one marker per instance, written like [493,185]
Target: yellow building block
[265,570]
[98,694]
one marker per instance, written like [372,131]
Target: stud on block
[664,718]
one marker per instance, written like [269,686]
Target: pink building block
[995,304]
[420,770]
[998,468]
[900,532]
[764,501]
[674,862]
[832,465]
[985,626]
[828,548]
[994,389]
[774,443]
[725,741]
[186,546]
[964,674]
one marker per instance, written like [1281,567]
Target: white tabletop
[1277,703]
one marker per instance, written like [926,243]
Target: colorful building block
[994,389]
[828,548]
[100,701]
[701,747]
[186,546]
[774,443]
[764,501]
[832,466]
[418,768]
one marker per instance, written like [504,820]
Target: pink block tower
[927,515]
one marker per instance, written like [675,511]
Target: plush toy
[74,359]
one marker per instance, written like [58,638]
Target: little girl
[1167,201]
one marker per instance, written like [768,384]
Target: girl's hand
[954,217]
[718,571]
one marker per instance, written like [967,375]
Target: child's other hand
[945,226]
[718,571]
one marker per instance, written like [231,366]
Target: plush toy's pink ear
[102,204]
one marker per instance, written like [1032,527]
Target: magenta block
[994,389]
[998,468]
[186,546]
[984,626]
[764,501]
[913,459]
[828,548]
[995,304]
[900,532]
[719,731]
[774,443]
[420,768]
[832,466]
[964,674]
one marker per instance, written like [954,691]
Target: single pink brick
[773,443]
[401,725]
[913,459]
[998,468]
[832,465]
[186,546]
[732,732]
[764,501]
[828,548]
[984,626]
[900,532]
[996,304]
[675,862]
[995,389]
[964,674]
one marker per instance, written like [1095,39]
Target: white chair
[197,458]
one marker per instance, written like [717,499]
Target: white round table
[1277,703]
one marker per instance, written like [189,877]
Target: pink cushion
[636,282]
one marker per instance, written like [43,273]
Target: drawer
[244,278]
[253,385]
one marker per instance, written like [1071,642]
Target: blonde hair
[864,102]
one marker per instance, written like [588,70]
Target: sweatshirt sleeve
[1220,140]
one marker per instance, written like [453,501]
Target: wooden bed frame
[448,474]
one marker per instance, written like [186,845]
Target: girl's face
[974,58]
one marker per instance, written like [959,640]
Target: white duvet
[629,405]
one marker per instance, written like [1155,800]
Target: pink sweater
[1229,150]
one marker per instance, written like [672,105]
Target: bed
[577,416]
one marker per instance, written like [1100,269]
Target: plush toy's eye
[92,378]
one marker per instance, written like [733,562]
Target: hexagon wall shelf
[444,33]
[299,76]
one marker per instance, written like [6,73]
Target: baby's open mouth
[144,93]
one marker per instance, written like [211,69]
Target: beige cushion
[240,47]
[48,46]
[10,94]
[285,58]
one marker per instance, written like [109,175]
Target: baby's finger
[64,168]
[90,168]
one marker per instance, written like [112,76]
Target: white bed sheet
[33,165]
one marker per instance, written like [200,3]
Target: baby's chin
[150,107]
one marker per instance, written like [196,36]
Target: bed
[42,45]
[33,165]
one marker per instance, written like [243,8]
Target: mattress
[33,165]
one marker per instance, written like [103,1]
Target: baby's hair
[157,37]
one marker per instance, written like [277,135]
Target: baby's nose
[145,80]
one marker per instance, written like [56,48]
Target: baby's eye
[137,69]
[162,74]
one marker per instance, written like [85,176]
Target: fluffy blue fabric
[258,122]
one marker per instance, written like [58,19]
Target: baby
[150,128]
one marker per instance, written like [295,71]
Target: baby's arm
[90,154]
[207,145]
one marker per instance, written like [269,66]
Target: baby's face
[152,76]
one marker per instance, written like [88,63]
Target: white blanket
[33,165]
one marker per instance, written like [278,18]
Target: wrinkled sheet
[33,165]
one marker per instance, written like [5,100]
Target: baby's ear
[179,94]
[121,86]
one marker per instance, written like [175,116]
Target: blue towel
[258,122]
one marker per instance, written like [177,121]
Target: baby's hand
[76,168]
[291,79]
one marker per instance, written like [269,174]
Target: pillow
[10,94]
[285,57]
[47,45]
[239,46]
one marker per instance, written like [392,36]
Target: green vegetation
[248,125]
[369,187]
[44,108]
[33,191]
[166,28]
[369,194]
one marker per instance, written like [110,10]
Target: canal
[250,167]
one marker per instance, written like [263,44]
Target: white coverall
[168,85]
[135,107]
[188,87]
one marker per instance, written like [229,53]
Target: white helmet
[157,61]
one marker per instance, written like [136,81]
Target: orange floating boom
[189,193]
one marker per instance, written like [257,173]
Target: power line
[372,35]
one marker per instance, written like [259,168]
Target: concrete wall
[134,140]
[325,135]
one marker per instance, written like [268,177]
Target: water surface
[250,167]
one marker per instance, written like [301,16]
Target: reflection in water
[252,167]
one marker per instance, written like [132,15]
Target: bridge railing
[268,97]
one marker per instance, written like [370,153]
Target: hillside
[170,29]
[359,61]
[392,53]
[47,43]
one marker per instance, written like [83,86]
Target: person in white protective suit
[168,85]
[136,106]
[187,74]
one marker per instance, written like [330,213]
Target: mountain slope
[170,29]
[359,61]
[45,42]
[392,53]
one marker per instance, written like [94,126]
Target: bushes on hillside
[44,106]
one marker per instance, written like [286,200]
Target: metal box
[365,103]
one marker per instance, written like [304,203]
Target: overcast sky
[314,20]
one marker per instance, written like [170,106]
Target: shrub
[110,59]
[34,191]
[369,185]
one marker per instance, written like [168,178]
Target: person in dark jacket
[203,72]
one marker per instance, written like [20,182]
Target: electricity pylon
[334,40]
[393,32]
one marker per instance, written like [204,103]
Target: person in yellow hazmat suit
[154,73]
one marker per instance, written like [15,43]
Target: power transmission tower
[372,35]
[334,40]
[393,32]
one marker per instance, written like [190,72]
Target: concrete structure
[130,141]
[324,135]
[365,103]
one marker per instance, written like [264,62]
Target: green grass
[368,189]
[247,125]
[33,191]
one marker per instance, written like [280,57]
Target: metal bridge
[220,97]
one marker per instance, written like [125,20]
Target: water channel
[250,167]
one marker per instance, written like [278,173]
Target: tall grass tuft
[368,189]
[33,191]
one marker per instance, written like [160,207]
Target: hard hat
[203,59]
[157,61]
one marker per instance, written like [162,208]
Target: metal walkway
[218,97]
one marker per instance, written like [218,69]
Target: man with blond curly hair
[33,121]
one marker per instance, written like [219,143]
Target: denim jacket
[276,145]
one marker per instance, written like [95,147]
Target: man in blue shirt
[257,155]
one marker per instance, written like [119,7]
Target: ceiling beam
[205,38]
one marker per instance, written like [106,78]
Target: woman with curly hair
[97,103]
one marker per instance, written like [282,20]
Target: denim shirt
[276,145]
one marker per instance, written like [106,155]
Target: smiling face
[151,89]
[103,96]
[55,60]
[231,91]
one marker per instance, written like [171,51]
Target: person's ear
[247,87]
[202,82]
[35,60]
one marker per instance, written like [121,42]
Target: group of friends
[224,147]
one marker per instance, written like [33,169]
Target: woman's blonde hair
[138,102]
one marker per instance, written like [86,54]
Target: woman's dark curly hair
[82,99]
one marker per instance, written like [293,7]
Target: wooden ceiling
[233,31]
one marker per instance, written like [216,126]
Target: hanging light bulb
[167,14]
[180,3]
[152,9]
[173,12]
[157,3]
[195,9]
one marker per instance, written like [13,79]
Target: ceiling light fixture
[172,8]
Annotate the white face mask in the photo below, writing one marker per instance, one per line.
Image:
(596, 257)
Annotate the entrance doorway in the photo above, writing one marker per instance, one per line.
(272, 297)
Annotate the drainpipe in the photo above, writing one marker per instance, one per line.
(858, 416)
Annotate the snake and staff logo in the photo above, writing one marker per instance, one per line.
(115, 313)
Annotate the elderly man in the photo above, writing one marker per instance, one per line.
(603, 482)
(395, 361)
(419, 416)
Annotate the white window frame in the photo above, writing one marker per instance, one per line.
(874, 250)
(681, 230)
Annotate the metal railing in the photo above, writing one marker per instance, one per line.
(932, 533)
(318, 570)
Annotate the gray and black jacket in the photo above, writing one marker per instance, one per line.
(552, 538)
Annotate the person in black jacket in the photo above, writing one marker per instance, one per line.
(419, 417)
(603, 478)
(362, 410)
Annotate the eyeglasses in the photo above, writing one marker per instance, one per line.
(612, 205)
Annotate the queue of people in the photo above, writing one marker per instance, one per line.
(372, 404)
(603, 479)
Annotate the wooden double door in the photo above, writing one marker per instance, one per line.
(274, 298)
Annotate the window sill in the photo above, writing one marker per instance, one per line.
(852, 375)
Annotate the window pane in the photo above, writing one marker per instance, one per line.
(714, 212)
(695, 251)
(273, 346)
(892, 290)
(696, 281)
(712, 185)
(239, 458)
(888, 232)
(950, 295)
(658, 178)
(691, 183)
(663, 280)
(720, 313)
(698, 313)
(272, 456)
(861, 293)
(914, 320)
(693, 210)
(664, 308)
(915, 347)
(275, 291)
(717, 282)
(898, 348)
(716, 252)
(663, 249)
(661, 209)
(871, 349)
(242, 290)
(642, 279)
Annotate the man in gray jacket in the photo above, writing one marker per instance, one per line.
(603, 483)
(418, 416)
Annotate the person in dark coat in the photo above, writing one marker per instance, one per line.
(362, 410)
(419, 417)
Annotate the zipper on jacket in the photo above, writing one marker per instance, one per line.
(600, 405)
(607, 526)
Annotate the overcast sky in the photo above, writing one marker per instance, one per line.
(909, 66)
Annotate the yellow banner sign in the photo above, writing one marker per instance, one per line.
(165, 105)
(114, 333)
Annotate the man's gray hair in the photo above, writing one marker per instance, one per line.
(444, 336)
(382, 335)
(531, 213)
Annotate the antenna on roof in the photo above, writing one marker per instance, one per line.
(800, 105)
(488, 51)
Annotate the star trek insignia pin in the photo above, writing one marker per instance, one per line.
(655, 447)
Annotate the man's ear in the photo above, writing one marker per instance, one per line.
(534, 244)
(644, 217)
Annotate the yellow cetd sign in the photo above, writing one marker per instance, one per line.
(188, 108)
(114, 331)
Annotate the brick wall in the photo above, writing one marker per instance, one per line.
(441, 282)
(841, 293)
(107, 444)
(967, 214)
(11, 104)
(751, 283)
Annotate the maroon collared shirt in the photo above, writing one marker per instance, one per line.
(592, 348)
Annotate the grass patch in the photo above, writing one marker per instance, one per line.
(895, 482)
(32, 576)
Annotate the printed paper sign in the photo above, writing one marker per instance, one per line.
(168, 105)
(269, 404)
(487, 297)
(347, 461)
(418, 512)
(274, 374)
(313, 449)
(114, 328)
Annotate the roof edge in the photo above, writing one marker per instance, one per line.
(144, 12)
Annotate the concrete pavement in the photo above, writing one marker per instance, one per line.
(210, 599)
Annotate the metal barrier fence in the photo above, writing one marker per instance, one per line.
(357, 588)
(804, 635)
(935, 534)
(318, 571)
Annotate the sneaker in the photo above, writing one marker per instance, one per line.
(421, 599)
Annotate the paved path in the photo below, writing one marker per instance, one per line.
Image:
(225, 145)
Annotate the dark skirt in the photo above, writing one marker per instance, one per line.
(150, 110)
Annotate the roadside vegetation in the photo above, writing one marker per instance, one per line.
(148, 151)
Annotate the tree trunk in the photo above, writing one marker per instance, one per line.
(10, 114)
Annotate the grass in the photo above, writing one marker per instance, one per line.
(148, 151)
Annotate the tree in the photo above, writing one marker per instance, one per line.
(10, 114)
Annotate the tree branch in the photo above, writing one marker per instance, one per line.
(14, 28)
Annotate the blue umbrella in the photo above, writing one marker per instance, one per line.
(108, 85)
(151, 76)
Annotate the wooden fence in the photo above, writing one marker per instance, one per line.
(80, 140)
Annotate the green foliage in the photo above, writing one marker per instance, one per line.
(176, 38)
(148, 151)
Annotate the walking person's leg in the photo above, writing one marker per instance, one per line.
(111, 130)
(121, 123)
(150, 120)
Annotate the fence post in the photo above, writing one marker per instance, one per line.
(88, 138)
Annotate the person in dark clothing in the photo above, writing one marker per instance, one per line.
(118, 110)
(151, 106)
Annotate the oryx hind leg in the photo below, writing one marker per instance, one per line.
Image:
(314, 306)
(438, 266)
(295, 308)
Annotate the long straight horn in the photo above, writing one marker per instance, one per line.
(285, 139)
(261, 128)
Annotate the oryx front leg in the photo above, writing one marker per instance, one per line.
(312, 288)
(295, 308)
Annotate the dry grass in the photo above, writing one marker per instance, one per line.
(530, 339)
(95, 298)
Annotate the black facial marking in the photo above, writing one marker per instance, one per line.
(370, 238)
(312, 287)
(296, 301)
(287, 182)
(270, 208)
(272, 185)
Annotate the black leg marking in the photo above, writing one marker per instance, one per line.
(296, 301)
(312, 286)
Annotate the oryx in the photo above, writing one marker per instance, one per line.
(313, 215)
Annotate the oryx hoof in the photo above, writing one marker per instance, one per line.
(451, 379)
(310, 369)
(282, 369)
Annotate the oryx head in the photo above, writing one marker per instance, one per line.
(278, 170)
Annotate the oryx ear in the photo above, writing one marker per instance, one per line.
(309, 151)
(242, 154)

WORK TO COMPLETE: Only lines with the word "below" are wanted. Find and copy them from the records above.

ANSWER TO THE EXERCISE:
Annotate the white face mask in the photo below, writing one marker per instance, one per line.
Annotate the paved path in the photo below, writing one marker per instance, one per line.
Annotate the oryx hind leg in the photo below, writing one marker per instance, one per line.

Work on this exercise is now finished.